- [What is needed]:
Instruction for the entries that follow: retype exactly the lines from the line with "Every instance of the black wing" to the line with "Every instance of the seagull", both included, and omit all others.

====== The records ======

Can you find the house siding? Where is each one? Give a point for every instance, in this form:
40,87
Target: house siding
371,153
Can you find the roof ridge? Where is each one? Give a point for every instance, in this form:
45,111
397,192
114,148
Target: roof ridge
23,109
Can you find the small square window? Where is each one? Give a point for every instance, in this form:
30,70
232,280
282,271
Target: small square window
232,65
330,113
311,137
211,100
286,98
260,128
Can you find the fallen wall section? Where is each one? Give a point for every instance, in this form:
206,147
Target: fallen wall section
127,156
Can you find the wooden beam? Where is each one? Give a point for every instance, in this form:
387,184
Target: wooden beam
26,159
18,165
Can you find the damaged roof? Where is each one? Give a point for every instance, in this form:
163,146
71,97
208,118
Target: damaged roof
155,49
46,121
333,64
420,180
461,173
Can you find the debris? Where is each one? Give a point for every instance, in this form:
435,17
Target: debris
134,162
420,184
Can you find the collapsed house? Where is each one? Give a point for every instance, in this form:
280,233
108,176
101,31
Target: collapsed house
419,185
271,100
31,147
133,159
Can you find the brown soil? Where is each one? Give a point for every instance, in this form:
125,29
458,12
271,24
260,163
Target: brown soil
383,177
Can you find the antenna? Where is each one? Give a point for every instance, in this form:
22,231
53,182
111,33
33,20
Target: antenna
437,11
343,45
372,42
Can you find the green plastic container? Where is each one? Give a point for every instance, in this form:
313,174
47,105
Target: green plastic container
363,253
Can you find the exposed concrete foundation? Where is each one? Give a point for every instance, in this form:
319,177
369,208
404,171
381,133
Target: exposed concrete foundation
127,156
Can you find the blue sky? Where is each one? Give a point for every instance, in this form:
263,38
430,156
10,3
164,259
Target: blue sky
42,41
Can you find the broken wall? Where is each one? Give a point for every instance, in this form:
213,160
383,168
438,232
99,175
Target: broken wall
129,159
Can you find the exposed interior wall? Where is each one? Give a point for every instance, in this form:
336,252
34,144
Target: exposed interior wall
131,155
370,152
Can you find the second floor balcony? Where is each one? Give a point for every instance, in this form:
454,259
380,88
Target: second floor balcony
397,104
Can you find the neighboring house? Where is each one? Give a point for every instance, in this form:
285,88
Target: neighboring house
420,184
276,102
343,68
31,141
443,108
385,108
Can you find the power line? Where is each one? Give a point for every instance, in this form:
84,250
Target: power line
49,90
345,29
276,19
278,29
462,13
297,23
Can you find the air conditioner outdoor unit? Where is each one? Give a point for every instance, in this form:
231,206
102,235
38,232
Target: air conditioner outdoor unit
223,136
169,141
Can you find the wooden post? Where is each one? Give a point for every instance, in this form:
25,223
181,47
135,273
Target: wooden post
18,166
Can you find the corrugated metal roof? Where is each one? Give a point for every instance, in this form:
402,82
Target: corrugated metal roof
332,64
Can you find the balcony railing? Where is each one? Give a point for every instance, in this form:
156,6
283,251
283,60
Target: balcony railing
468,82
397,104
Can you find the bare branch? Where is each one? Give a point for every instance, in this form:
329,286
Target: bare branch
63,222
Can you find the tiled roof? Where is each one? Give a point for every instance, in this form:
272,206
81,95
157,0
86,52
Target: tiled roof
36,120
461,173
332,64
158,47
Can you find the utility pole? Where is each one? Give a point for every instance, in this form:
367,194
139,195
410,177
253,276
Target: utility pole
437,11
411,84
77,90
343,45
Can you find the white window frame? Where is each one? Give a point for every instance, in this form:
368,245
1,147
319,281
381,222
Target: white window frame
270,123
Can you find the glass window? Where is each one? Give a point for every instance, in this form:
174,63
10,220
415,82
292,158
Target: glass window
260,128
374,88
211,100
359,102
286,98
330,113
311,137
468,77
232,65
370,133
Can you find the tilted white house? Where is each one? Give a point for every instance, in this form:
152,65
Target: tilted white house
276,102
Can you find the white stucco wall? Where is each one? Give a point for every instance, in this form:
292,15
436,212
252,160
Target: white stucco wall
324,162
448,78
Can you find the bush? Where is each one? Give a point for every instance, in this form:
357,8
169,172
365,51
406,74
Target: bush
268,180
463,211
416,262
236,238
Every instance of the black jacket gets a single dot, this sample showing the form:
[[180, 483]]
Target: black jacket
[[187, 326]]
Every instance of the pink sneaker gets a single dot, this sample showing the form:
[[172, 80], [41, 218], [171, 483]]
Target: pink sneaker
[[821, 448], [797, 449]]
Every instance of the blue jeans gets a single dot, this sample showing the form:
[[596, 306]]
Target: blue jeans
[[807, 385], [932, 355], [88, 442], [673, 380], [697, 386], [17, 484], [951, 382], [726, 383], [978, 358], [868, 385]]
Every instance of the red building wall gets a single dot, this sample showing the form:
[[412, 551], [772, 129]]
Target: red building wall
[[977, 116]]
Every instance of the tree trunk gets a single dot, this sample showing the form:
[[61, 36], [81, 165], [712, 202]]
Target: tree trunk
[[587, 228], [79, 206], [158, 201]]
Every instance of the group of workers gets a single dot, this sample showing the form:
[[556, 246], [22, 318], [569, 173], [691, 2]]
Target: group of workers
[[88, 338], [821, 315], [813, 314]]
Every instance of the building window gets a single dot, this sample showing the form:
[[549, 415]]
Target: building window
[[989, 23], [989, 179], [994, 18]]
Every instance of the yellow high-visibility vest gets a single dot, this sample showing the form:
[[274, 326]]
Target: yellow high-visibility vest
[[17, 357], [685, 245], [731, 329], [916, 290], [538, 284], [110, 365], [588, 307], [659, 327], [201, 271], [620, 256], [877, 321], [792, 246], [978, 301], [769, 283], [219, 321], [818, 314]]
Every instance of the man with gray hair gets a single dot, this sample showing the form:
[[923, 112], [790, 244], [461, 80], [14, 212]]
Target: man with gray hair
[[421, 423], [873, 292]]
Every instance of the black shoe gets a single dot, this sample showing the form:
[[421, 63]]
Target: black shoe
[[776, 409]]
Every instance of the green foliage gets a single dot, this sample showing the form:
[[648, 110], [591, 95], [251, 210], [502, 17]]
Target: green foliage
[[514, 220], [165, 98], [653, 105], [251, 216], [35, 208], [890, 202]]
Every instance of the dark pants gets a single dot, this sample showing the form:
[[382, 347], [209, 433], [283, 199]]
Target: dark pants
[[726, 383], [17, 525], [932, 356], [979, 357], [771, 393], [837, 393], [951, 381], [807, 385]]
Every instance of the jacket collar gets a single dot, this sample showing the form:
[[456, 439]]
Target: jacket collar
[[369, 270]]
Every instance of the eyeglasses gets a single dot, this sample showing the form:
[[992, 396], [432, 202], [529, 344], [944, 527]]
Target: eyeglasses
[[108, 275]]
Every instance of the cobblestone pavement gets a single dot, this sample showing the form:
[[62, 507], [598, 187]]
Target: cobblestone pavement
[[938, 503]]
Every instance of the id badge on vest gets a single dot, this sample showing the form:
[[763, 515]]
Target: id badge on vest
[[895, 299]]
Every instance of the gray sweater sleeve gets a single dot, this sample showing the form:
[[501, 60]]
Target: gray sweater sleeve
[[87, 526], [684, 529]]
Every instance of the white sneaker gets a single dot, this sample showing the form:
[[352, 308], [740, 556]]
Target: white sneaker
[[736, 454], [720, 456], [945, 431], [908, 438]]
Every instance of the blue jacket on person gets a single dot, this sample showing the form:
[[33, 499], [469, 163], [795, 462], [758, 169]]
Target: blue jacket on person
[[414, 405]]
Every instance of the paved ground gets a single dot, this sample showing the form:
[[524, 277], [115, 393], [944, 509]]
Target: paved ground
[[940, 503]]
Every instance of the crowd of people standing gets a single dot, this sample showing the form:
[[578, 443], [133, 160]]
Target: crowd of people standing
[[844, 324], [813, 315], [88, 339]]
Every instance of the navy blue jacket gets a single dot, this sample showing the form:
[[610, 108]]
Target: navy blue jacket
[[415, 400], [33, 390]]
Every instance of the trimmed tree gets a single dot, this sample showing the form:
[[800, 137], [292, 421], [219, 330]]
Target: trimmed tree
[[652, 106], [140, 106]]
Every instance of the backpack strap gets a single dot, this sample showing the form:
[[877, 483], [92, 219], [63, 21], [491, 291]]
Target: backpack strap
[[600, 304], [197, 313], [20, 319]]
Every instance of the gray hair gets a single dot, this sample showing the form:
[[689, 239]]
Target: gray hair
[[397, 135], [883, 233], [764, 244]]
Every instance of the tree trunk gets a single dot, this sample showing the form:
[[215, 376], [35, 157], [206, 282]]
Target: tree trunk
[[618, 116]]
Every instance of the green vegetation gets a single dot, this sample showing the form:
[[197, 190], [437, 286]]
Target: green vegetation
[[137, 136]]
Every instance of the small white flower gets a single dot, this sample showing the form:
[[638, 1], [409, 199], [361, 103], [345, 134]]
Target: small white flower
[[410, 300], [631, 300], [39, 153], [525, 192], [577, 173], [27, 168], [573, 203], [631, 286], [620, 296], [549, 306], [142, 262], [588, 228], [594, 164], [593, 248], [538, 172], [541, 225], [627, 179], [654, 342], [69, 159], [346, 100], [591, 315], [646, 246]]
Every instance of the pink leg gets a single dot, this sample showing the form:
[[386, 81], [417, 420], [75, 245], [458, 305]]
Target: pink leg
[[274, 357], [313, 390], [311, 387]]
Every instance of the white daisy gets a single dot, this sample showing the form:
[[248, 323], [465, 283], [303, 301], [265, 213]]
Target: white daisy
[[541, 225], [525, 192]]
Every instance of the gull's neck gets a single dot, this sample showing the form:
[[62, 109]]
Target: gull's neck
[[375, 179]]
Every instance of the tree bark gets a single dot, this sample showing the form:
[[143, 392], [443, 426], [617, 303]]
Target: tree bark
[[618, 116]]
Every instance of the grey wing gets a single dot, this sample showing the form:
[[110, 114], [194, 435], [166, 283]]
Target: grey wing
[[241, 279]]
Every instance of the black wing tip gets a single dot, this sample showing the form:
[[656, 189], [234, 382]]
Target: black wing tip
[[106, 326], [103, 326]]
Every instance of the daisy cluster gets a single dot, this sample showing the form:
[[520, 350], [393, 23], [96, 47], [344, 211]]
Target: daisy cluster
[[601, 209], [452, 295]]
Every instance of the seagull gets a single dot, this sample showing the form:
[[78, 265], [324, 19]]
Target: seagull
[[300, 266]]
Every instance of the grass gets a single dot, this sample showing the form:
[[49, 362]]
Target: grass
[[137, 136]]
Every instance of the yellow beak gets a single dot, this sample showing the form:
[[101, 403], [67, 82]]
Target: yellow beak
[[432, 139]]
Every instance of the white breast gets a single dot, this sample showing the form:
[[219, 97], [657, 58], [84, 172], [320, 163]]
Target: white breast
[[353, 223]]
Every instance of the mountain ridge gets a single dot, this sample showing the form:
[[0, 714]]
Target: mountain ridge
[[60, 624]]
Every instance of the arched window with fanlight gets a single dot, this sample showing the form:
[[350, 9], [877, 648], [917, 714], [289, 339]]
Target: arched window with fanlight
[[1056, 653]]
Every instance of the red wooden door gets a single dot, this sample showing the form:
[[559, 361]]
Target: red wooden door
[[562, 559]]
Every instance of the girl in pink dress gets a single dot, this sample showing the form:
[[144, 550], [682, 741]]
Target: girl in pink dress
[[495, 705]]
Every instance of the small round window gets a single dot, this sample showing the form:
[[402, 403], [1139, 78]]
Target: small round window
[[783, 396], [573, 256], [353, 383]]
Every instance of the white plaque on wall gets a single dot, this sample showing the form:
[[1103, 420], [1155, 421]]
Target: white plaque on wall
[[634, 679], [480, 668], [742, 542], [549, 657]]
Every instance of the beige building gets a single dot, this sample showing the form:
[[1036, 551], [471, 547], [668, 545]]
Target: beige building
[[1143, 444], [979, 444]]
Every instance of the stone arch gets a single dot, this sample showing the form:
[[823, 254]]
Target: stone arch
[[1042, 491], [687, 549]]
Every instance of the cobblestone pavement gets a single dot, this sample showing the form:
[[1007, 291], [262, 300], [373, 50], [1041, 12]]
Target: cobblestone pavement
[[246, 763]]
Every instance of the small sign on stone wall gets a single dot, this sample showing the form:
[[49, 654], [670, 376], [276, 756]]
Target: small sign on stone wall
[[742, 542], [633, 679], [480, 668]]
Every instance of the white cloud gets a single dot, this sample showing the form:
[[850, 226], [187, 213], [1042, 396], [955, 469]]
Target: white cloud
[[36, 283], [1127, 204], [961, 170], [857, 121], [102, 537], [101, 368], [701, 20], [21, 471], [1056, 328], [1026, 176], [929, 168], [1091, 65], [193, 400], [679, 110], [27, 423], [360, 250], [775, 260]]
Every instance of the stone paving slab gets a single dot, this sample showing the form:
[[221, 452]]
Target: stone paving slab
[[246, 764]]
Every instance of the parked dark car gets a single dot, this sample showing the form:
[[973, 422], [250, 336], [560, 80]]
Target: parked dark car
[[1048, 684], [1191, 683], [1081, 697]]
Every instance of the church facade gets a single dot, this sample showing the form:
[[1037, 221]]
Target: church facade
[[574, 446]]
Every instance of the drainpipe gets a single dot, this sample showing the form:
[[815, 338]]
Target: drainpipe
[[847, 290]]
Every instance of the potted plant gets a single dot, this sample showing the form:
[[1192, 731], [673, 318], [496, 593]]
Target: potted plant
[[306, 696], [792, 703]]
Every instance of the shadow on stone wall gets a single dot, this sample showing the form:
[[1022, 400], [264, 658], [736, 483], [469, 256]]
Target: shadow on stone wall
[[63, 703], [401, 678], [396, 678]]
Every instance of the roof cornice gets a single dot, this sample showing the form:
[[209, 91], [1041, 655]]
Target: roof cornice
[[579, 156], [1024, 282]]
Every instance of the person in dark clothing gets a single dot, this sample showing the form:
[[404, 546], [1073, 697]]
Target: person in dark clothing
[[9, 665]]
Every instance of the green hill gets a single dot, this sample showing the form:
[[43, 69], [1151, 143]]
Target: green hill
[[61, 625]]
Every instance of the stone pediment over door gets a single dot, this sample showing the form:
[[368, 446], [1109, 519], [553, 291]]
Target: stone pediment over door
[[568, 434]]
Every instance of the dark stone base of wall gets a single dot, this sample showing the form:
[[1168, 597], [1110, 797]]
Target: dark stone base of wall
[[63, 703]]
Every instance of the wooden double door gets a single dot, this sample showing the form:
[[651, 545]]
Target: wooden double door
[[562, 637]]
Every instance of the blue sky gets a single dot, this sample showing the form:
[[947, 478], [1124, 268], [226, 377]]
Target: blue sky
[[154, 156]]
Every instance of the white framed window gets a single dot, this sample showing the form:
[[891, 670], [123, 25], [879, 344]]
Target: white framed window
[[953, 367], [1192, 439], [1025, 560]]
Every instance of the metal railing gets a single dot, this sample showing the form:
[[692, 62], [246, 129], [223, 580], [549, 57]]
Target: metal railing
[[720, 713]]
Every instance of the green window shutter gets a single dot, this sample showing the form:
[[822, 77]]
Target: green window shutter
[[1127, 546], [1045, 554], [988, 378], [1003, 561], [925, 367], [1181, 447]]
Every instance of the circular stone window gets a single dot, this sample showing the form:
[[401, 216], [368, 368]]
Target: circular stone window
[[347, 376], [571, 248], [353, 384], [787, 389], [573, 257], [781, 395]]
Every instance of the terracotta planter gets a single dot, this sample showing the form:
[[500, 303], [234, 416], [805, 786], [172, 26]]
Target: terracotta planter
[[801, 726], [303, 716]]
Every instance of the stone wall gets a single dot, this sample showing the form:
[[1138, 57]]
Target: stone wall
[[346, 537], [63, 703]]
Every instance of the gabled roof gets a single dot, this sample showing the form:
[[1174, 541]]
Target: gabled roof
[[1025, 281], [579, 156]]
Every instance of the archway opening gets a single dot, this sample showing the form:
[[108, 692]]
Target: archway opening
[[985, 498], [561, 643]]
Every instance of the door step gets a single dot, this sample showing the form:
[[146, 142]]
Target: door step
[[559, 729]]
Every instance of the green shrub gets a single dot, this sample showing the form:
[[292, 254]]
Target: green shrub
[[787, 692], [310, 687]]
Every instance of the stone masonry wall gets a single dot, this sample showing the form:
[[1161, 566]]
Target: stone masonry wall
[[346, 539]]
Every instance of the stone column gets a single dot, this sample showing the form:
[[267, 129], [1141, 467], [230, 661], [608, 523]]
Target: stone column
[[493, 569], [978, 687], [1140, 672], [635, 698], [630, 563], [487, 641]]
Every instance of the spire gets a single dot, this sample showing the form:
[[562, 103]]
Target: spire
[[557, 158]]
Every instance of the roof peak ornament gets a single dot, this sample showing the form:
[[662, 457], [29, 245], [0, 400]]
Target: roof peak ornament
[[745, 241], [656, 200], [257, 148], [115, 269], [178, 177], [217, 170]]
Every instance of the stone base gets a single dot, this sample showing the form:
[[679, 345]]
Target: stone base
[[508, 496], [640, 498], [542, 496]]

======

- [Your solution]:
Every instance of the black wing tip gets a single dot, this sample showing the form:
[[656, 189], [234, 382]]
Target: black wing tip
[[106, 326], [103, 326]]
Every instance of the daisy cluster gets a single dot, this sample showing the form:
[[520, 350], [393, 23], [96, 47], [344, 211]]
Target: daisy cluster
[[601, 209], [452, 295]]
Every instance of the seagull gets a single dot, this sample showing the form:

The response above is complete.